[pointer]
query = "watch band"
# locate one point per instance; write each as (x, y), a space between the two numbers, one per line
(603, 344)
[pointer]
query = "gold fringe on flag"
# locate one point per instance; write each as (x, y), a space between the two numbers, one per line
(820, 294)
++++++
__Tarea__
Renombra "pointer" como "marcador" en todos los ítems y vuelve a escribirlos sin ningún otro cambio.

__Solución del ejercicio__
[marcador]
query = "watch band"
# locate one point per instance; write each as (x, y), a space between the two numbers, one per line
(603, 344)
[marcador]
query = "gold fringe on flag"
# locate one point per instance; write each as (x, y), a space between the two numbers, one per line
(820, 294)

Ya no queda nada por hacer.